▸ **Цитируемый текст**:
◇ ◇ ◇
Конечно, для нас манифест 19 февраля не может иметь того интереса, значения, обаяния, наконец, которые он имел сорок с лишком лет тому назад. Мы плохо знаем его содержание и смотрим на него просто как на исторический документ…
Мы ясно видим, что манифест 19 февраля был уступкой старого новому, мерой, как бы упускавшей из виду, что население возрастает и будет возрастать изо дня в день, и поэтому-то наше отношение к нему не имеет и не может иметь ничего общего с отношением людей, для которых он, несомненно, был осуществлением давнишних желаний.
На самом деле с известной точки зрения манифест был торжеством и победой. Он завершил громадный период умственного и экономического развития России, и завершил его честно, хорошо, прогрессивно. Для его порождения удивительным образом соединились и всемогущество императорской власти, и вековое воздействие Европы, и работа интеллигентной мысли за целое столетие, и задолженность дворянских имений, и неясное волнение народной массы, искавшей вольности то в сектантских учениях, то в диких расправах над помещиками. Несмотря на неполноту, манифест – удивительно жизненный документ; в его сухих статьях и параграфах опытный взгляд историка найдет резюмированную работу четырех поколений, резюмированную сухо и сдержанно, но все же с сознанием важности и громадности предпринятого дела.
Манифест в той форме, в какой он нам известен, составлен и редактирован в петербургских канцеляриях. Все характерные особенности такого источника отпечатлелись в нем. Вы видите в каждой строке, как сознание невозможности не дать кое-что борется с опасением дать слишком много. Отсюда эти постоянные оговорки, ограничения, эти вечные «но»; отсюда, наконец, это превращение – как замечено выше – крепостной России не в свободную, а во «временнообязанную». Историческая неустанная работа целого столетия была осмыслена в канцеляриях несколько своеобразно. Сравните наказ императрицы Екатерины II и манифест 19 февраля. В первом не говорится ничего об освобождении крепостных, только намекается на это, и все же наказ – это утопия как для 1861 года, так и для нашего времени. За вечными оговорками и «но», за сухими статьями трудно рассмотреть страстные мечты лучших интеллигентов. Но это может быть сделано и когда-нибудь будет сделано во всей полноте и яркости.
Уже у Радищева мы находим в зародыше и отрицание прелестей нашего самобытного существования, и преклонение перед цивилизацией Европы. Вместе с тем его знаменитая книга, погубившая автора, исполнена состраданием к народу, мечтами о грядущей свободе. Радищев как бы предугадал и Чаадаева, и будущих западников; Шешковский был формально прав, упрекая его за нелюбовь к отечеству: «официальной» любви у Радищева на самом деле не было.
◇ ◇ ◇
▸ **Сохранённые записи**:
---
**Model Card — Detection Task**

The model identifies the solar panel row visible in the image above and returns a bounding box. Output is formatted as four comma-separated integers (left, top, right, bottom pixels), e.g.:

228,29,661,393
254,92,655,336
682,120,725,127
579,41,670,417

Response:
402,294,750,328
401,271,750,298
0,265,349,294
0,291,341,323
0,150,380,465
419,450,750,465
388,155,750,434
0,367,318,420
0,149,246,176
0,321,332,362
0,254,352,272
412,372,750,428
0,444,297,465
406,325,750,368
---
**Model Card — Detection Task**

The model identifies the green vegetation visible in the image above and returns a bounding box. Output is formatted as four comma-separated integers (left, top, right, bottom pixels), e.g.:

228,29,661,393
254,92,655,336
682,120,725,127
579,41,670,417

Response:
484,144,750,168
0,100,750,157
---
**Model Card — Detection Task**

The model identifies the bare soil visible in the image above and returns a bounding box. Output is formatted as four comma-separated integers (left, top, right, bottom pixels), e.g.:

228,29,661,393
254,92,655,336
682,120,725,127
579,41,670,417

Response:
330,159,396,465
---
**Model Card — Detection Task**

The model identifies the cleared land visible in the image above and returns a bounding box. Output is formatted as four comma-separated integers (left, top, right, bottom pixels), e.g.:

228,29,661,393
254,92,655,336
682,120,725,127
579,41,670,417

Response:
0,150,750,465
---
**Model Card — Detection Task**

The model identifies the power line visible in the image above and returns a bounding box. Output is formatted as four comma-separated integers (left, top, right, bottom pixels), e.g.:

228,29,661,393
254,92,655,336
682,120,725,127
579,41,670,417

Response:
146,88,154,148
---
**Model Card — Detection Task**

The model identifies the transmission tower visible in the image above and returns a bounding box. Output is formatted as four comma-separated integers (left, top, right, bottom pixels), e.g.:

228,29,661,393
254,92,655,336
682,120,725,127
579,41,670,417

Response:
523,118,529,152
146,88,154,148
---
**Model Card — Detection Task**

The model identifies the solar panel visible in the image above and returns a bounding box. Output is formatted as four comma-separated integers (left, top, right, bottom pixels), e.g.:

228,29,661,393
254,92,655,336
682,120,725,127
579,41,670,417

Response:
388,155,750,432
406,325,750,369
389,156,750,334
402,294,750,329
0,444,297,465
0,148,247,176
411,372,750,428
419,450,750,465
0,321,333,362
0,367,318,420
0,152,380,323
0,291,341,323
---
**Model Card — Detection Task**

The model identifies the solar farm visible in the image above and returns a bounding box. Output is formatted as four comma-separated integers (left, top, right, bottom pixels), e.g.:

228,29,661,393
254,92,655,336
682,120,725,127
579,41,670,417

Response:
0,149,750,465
◇ ◇ ◇
▸ **Задание**: Перепишите дословно отрывок из текста о манифесте 19 февраля, начиная со слов «Конечно, для нас» и до слов «осуществлением давнишних желаний.» включительно.

▸ **Решение задачи**:
Конечно, для нас манифест 19 февраля не может иметь того интереса, значения, обаяния, наконец, которые он имел сорок с лишком лет тому назад. Мы плохо знаем его содержание и смотрим на него просто как на исторический документ…
Мы ясно видим, что манифест 19 февраля был уступкой старого новому, мерой, как бы упускавшей из виду, что население возрастает и будет возрастать изо дня в день, и поэтому-то наше отношение к нему не имеет и не может иметь ничего общего с отношением людей, для которых он, несомненно, был осуществлением давнишних желаний.